Please print all the lines below exactly as they are written.

> **Task data**
┄┄┄┄┄┄┄┄┄┄┄┄┄┄┄┄┄┄┄┄

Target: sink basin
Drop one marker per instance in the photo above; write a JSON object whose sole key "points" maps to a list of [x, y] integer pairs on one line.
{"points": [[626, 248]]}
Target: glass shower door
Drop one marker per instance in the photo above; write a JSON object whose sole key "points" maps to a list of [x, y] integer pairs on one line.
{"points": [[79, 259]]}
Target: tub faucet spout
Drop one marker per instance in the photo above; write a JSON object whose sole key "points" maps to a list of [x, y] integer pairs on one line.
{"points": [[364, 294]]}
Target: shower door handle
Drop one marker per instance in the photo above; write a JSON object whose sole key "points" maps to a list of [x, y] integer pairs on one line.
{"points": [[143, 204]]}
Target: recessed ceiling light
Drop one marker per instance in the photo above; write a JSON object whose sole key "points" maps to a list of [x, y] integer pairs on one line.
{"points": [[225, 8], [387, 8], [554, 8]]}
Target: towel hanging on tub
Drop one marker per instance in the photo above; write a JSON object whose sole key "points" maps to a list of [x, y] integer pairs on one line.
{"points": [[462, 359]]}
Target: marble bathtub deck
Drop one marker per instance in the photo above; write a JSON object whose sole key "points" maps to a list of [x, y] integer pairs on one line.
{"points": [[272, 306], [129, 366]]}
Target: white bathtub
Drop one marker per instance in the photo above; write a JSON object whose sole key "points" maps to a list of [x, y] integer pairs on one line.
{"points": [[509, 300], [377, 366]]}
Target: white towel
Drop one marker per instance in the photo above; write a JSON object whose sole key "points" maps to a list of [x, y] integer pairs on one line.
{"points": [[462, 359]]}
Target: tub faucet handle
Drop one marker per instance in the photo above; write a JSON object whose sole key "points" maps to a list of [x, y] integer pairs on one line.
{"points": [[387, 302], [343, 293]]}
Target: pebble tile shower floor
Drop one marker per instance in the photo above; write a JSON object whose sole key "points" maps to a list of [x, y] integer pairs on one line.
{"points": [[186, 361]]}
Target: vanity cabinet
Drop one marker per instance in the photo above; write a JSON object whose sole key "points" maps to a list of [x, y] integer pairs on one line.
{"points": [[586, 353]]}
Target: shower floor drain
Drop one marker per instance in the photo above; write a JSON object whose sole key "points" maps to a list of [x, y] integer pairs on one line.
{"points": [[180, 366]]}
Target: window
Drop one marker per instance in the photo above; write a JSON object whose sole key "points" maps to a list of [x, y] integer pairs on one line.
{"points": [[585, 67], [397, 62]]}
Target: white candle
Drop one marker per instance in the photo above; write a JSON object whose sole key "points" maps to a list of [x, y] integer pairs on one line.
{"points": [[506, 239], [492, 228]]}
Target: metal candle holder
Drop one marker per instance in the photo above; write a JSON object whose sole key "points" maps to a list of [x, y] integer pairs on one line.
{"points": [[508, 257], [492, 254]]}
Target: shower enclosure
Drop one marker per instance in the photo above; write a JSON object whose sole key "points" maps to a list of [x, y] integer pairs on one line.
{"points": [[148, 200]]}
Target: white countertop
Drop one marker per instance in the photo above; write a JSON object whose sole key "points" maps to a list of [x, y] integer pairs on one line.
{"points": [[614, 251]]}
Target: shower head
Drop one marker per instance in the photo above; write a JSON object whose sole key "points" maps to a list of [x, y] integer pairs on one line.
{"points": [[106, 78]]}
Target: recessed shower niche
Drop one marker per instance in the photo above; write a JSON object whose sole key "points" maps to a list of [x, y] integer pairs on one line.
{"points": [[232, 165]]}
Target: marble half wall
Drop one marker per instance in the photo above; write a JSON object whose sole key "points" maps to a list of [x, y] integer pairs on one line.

┄┄┄┄┄┄┄┄┄┄┄┄┄┄┄┄┄┄┄┄

> **Response to this task**
Target: sink basin
Drop one marker per instance in the photo above; write a JSON object whose sole key "points" maps to a list of [x, y] integer pairs on one line.
{"points": [[626, 248]]}
Target: glass shower door
Drop one marker per instance in the photo above; write a JSON object whose sole key "points" maps to a list of [x, y] integer pairs on one line.
{"points": [[79, 259]]}
Target: tub faucet spout
Drop one marker per instance in the photo above; write a JSON object whose sole key "points" maps to a list of [x, y] integer pairs on one line.
{"points": [[364, 294]]}
Target: shower door handle
Drop one marker per instance in the photo above; write a JSON object whose sole key "points" maps to a list of [x, y] integer pairs on one line.
{"points": [[143, 204]]}
Target: recessed ceiling light
Drop one marker per instance in the photo above; write a JSON object whose sole key "points" maps to a list of [x, y] integer pairs on one line.
{"points": [[225, 8], [387, 8], [554, 8]]}
Target: towel hanging on tub
Drop one marker per instance in the photo above; write a JSON object whose sole key "points" maps to a list of [x, y] integer pairs on one line.
{"points": [[462, 359]]}
Target: marble bathtub deck
Drop one marker per instance in the photo above; write a JSON object whose sole key "points" maps to a list of [x, y] integer pairs on one line.
{"points": [[272, 306], [129, 366]]}
Target: white bathtub
Drop one marker per instance in the photo above; write a JSON object whose sole key "points" maps to a list of [x, y] integer pairs on one line.
{"points": [[509, 300], [377, 366]]}
Target: white towel
Drop one marker per instance in the photo above; write a JSON object whose sole key "points" maps to a list of [x, y] integer pairs on one line.
{"points": [[462, 359]]}
Target: tub faucet handle
Drop one marker per instance in the photo above; write a JSON object whose sole key "points" maps to a list of [x, y] integer pairs on one line.
{"points": [[387, 302], [343, 293]]}
Target: pebble tile shower floor
Drop one marker per instance in the photo above; write a JSON object whose sole key "points" maps to a list of [x, y] integer pairs on one line.
{"points": [[186, 361]]}
Target: vanity cabinet
Drop one marker per instance in the photo above; write a JSON object whose sole key "points" maps to a list of [x, y] integer pairs on one line.
{"points": [[586, 353]]}
Target: shower floor drain
Drop one marker per instance in the photo above; write a JSON object whose sole key "points" maps to a list of [x, y] integer pairs on one line.
{"points": [[180, 366]]}
Target: window
Drop one marker per instance in the photo above; write a JSON object whose sole key "points" maps to a list of [x, y] integer pairs on one line.
{"points": [[585, 67], [397, 62]]}
Target: white candle
Drop one marker per instance in the photo above; write a JSON object whose sole key "points" maps to a list of [x, y] integer pairs on one line.
{"points": [[506, 239], [492, 228]]}
Target: metal candle holder
Drop one marker per instance in the photo above; write a JSON object whose sole key "points" maps to a list of [x, y] integer pairs on one line.
{"points": [[508, 257], [492, 254]]}
Target: shower enclosure
Drop one marker per instance in the photo above; write a JSON object whose sole key "points" maps to a list of [x, y] integer pairs on one line.
{"points": [[148, 200]]}
Target: white countertop
Drop one marker per instance in the photo above; write a JSON object whose sole key "points" maps to a list of [x, y] integer pairs on one line.
{"points": [[614, 251]]}
Target: shower head
Drop one marker per instance in the photo above; write a JSON object whose sole key "points" maps to a list of [x, y] integer pairs on one line.
{"points": [[106, 78]]}
Target: recessed shower niche
Drop one marker per instance in the photo above; write a JSON object whose sole key "points" maps to a list of [x, y] integer pairs on one line.
{"points": [[232, 165]]}
Target: marble half wall
Drop one marker per instance in the photo above; write a JSON object whose sole key "points" maps to a list of [x, y] integer pairs on one line.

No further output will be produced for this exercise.